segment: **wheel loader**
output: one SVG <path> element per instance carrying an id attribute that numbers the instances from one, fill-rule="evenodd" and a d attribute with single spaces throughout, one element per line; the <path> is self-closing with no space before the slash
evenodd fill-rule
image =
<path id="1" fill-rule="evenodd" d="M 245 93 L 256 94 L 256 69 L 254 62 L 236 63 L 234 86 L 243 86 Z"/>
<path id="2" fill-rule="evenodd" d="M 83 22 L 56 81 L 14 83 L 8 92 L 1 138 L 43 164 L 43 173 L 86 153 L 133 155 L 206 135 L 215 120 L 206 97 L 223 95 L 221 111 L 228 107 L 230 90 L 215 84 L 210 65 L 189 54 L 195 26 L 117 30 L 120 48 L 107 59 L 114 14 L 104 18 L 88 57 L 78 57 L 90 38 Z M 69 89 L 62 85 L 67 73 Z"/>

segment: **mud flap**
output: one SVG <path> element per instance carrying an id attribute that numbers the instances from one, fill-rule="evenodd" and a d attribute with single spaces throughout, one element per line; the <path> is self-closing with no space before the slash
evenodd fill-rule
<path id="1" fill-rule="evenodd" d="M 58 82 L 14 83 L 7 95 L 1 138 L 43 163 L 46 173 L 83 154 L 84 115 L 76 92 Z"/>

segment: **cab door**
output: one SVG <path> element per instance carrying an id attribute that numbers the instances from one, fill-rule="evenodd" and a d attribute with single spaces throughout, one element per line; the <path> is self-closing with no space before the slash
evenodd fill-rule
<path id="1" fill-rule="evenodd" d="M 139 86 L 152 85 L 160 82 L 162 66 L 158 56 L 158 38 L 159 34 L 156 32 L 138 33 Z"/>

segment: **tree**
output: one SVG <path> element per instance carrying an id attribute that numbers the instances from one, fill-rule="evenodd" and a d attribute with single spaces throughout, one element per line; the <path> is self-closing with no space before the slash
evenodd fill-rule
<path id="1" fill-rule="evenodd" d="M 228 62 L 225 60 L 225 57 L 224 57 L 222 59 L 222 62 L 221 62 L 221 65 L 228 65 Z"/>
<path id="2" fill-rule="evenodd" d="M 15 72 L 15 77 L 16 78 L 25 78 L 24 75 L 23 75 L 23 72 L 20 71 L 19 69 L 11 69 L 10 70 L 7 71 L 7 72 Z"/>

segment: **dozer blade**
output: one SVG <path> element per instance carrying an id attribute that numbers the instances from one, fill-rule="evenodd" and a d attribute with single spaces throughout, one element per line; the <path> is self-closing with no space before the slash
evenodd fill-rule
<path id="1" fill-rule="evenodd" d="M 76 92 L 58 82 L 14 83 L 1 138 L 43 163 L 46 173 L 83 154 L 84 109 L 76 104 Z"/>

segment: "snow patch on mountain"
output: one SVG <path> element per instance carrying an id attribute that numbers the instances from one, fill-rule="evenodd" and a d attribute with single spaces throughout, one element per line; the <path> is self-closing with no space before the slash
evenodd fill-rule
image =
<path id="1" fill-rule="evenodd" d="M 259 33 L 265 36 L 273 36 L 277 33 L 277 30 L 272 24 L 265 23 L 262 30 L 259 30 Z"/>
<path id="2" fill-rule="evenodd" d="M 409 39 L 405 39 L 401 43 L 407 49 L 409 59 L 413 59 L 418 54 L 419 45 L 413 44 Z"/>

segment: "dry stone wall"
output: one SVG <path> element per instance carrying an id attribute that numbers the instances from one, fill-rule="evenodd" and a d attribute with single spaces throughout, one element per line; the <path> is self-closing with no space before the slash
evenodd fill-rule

§

## Set problem
The records above need to be transcribed in full. Keep every character unchanged.

## Exercise solution
segment: **wheel loader**
output: one SVG <path> element per instance carrying an id attribute that numbers the instances from one, fill-rule="evenodd" and a d attribute with single spaces throughout, one element per line; the <path> is self-closing with no space before the slash
evenodd fill-rule
image =
<path id="1" fill-rule="evenodd" d="M 245 93 L 256 94 L 256 69 L 254 62 L 236 63 L 234 86 L 243 86 Z"/>
<path id="2" fill-rule="evenodd" d="M 83 22 L 56 81 L 14 83 L 8 92 L 1 138 L 43 164 L 43 173 L 86 153 L 133 155 L 206 135 L 215 120 L 206 97 L 223 95 L 221 111 L 228 107 L 230 90 L 215 84 L 210 65 L 189 54 L 195 26 L 117 30 L 120 48 L 107 59 L 114 14 L 104 18 L 88 57 L 78 57 L 90 38 Z M 69 89 L 62 85 L 67 73 Z"/>

segment: **mud flap**
output: one SVG <path> element per instance carrying an id attribute that numbers the instances from one, fill-rule="evenodd" and a d attribute with single spaces throughout, one element per line; the <path> is self-closing with no space before the slash
evenodd fill-rule
<path id="1" fill-rule="evenodd" d="M 58 82 L 14 83 L 7 95 L 1 138 L 43 163 L 46 173 L 83 154 L 84 115 L 76 92 Z"/>

segment: **cab door**
output: one SVG <path> element per instance carrying an id attribute that numbers the instances from one, fill-rule="evenodd" and a d attribute with single spaces throughout, one element per line; the <path> is self-closing with no space before the slash
evenodd fill-rule
<path id="1" fill-rule="evenodd" d="M 139 86 L 152 85 L 160 82 L 162 66 L 158 56 L 158 38 L 159 34 L 156 32 L 138 33 Z"/>

segment: **tree**
output: one SVG <path> element per instance carrying an id attribute that numbers the instances from one, fill-rule="evenodd" and a d attribute with single spaces throughout, one element per line; the <path> is self-closing with no space before the slash
evenodd fill-rule
<path id="1" fill-rule="evenodd" d="M 228 62 L 225 60 L 225 57 L 224 57 L 222 59 L 222 62 L 221 62 L 221 65 L 228 65 Z"/>
<path id="2" fill-rule="evenodd" d="M 15 72 L 15 77 L 16 78 L 25 78 L 24 75 L 23 75 L 23 72 L 20 71 L 19 69 L 11 69 L 10 70 L 7 71 L 7 72 Z"/>

segment: **dozer blade**
output: one SVG <path> element per instance carrying an id attribute that numbers the instances from one, fill-rule="evenodd" and a d attribute with single spaces throughout, one element per line; the <path> is self-closing with no space before the slash
evenodd fill-rule
<path id="1" fill-rule="evenodd" d="M 76 92 L 58 82 L 14 83 L 1 138 L 43 163 L 46 173 L 83 154 L 84 109 L 76 104 Z"/>

segment: "snow patch on mountain"
output: one SVG <path> element per instance carrying an id attribute that numbers the instances from one, fill-rule="evenodd" and a d attribute with single spaces throughout, one element per line; the <path> is self-closing with no space before the slash
evenodd fill-rule
image =
<path id="1" fill-rule="evenodd" d="M 259 33 L 265 36 L 273 36 L 277 33 L 277 30 L 272 24 L 265 23 L 262 30 L 259 30 Z"/>
<path id="2" fill-rule="evenodd" d="M 409 39 L 405 39 L 401 43 L 407 49 L 409 59 L 413 59 L 418 54 L 419 45 L 413 44 Z"/>

segment: "dry stone wall"
output: one SVG <path> element per instance carrying an id attribute that numbers the instances from one, fill-rule="evenodd" and a d attribute with single spaces throughout, one element per line; the <path> is self-closing with no space before the slash
evenodd fill-rule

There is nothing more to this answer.